### Source document
That San Francisco quake in 89 has another meaning to me. I was on the phone with my half sister who lived there and was telling her my Dad had passed away an hour before. She started screaming and the line went dead. I thought she was reacting to Dad's death, but she was in the middle of the earthquake. I always felt than when my Dad joined my Mom again, they made the earth move.


----------



## taxlady (Jul 5, 2019)

I hope you are feeling better today Cheryl and that those aftershocks stop soon.


----------



## Just Cooking (Jul 5, 2019)

Kayelle said:


> That San Francisco quake in 89 has another meaning to me. I was on the phone with my half sister who lived there and was telling her my Dad had passed away an hour before. She started screaming and the line went dead. I thought she was reacting to Dad's death, but she was in the middle of the earthquake. *I always felt than when my Dad joined my Mom again, they made the earth move. *



Sorry about your dad but, great story.. I'm sure both mom and dad are grinning..

Ross


----------



## Kaneohegirlinaz (Jul 5, 2019)

So glad to hear that you're okay *Cheryl*!


----------



## Rascal (Jul 5, 2019)

Thoughts with you guys, our town still getting roading and drains back to normal after 6.4 and 7.1. In 2010.

Russ


----------



## Souschef (Jul 5, 2019)

Rascal said:


> Thoughts with you guys, our town still getting roading and drains back to normal after 6.4 and 7.1. In 2010.
> 
> Russ


Sorry for your troubles, Russ. I was heartbroken when a friend from Christchurch told me abiut your cathedral.

### Data lines
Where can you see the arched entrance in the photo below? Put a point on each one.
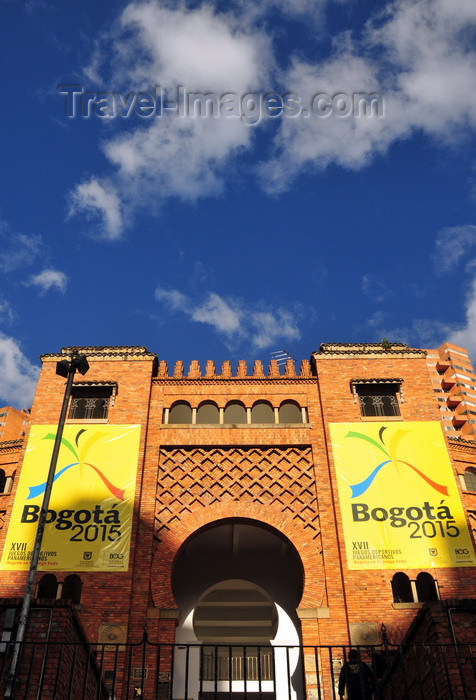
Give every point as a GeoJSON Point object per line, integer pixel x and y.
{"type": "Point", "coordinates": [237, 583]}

---

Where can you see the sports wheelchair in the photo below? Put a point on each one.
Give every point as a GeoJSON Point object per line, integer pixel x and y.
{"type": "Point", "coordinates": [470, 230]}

### Task to complete
Can you retype the earthquake thread, starting with "## Souschef (Jul" and going on through "abiut your cathedral."? The rows stand apart from the forum thread and have no connection to it.

### Task response
## Souschef (Jul 5, 2019)

Rascal said:


> Thoughts with you guys, our town still getting roading and drains back to normal after 6.4 and 7.1. In 2010.
> 
> Russ


Sorry for your troubles, Russ. I was heartbroken when a friend from Christchurch told me abiut your cathedral.